» **Action item A**:
Reproduce word for word the part of the Farmington shooting passage starting at "While it does" and ending at "never-ending imperialist war.".
» **Action item B**:
Carry the article on the Farmington shooting forward from its final sentence.

» **Supplied passage**:

--- START ---

Police have confirmed that Wilson was living at an address in the area, although they have also said that he had “multiple addresses” where he was staying at.
While police have not revealed a suspected motive at this time, Farmington Deputy Police Chief Kyle Dowdy told reporters that Wilson had legally purchased the “assault-style rifle” used in the shooting in November 2022, one month after he turned 18. Dowdy said that Wilson used two other guns in the attack which appeared to have been owned by his family members, although it is unclear if they were aware he was in possession of their weapons.
In a press conference on Tuesday, Farmington Mayor Nate Duckett offered empty platitudes and heaped praise on the Farmington police. The Republican mayor said the police response saved “countless lives.”
In the same conference, police said they had not uncovered a motive in the shooting and claimed that it appeared to be a “purely random” act.
“We’ve discovered nothing that leads us to believe that this suspect knew any of the people,” Deputy Police Chief Dowdy told reporters. Dowdy said that in an interview with family members of Wilson, they said he was suffering from mental health issues but that there was nothing documented that would have prevented him from legally purchasing a gun. He also acknowledged that Wilson had had previous interactions with police, but he described those as “minor infractions.”
Dowdy characterized the shooting as “pretty random ... the shooting was arbitrary and up and down the street.”
While it does not appear as of this writing that Wilson deliberately targeted his victims, there is nothing “purely random” about the unending and growing scourge of anti-social gun violence in the land of inequality and never-ending imperialist war.
Located in rural northwest New Mexico, the population of Farmington has stagnated after oil and gas industries moved out of the city, leaving behind one coal-fired power plant, which provides 1,500 jobs in a city of roughly 46,000. About 20 percent of the population live under the poverty line.
Following the emergence of the COVID-19 pandemic, Mayor Duckett defied mitigation measures enacted by Democratic Governor Michelle Lujan Grisham in April 2020, saying in a radio interview that closing businesses to stop the spread was an example of the “creep” of the “left” and “socialist mind-set.” In the 2020 election, Trump won the county by a nearly 2-1 margin.

--- END ---

» **Data listing**:
--- START ---

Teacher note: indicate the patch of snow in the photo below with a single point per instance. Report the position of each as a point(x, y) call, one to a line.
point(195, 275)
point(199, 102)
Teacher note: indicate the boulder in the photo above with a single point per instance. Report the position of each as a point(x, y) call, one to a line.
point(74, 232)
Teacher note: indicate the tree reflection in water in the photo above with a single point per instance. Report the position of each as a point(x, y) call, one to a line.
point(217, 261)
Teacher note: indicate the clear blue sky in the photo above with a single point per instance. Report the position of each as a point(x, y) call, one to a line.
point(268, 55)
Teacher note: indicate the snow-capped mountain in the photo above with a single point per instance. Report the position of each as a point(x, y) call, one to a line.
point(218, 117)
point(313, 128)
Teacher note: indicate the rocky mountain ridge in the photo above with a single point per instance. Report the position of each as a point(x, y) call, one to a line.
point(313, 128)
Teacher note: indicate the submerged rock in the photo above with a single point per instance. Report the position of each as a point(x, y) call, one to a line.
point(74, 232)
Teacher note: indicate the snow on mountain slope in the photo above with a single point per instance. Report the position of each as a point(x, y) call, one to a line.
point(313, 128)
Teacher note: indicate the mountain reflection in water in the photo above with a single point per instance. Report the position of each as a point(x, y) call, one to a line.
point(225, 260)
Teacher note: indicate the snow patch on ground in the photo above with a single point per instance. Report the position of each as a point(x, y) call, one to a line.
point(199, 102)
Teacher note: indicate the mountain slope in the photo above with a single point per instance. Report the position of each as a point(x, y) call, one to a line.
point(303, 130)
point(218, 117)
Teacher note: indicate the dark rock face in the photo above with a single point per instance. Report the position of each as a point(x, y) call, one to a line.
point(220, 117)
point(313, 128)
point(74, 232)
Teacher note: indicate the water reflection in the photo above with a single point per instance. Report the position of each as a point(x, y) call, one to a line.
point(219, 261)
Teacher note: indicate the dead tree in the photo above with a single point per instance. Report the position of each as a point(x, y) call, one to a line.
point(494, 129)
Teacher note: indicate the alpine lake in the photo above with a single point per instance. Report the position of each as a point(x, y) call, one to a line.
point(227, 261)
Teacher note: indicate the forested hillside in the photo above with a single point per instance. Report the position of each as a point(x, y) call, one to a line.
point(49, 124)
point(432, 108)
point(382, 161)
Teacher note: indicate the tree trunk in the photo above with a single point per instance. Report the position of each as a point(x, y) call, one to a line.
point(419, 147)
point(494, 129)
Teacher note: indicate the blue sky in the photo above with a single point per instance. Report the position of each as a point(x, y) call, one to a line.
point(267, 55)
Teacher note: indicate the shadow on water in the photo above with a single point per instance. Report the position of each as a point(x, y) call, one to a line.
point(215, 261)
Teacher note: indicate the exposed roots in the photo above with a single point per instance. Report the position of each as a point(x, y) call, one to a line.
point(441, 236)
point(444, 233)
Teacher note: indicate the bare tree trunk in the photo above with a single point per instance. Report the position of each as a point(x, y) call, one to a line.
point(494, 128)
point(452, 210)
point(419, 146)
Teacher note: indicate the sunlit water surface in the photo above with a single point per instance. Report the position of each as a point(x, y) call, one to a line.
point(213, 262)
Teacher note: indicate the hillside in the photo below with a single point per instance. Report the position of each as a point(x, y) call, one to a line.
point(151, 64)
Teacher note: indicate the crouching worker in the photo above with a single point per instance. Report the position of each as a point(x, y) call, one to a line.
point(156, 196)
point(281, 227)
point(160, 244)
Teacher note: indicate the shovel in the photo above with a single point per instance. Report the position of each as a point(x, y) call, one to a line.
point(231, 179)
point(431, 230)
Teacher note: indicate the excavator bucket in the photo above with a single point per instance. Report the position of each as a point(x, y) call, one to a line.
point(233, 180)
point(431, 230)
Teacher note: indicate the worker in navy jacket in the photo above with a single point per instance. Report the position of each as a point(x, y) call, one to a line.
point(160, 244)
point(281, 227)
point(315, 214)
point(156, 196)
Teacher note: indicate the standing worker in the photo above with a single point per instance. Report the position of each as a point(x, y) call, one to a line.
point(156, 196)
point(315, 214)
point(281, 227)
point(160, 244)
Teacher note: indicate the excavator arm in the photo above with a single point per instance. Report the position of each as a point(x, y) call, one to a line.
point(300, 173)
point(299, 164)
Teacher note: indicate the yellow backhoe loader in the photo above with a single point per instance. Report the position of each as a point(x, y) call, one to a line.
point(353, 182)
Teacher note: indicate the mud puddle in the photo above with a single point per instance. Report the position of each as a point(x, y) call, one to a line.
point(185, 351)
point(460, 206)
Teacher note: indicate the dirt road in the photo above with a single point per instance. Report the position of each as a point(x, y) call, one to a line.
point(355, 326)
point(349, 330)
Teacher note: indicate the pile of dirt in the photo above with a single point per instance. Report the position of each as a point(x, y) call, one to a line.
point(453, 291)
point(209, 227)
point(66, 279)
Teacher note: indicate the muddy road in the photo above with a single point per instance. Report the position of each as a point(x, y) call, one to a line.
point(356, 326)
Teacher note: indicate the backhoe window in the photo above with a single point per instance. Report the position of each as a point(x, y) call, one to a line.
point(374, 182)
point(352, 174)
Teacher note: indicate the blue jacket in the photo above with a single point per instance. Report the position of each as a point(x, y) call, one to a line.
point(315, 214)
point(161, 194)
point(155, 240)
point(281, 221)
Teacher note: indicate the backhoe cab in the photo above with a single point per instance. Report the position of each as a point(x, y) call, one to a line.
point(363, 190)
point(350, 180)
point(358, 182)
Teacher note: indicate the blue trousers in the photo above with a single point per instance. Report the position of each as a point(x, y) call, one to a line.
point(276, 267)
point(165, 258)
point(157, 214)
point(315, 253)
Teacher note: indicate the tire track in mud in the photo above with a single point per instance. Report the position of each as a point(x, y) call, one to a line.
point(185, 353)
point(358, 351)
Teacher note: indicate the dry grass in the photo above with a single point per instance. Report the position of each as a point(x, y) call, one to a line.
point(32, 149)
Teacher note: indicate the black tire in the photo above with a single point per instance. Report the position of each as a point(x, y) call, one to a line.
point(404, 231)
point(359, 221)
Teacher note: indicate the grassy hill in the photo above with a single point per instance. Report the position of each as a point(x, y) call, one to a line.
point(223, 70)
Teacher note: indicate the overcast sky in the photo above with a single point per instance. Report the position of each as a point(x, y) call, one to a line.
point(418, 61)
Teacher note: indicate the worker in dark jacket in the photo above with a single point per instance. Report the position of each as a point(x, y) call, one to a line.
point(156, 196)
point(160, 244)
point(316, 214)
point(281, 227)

--- END ---

» **Response area A**:
While it does not appear as of this writing that Wilson deliberately targeted his victims, there is nothing “purely random” about the unending and growing scourge of anti-social gun violence in the land of inequality and never-ending imperialist war.

» **Response area B**:
As of March 2023, over 867 people in San Juan County, where Farmington is located, have died due to COVID-19 per the New York Times, no doubt a severe undercount.
Monday’s mass shooting is at least the 225th this year in the United States, according to the Gun Violence Archive (GVA). The GVA categorizes any shooting in which four or more people, not including the shooter, are injured or killed as a “mass shooting.”
So far in 2023, over 15,800 people have been killed by guns in the US, while just under 12,800 have been injured. Within the last 72 hours, the GVA has tabulated at least 92 gun deaths.
One of those deaths was the slaying of 32-year-old father and restaurant worker Matthew Davis on May 14 in Keene, Texas. According to police and eyewitness, Davis went to the parking lot to confront two unruly customers, 20-year-old Angel Gomez and an unidentified 12-year old for allegedly urinating outside.
The dispute escalated into a fight between Davis and Gomez at which point the 12-year-old returned to the vehicle armed with an AR-style rifle and shot six rounds at Davis, killing him, according to police.
After fleeing the scene, Gomez returned and was arrested. The 12-year-old was also arrested a short time later at a separate house that police reported also had firearms in it. Both Gomez and the pre-teen are residents of Fort Worth, Texas, and both are facing murder charges.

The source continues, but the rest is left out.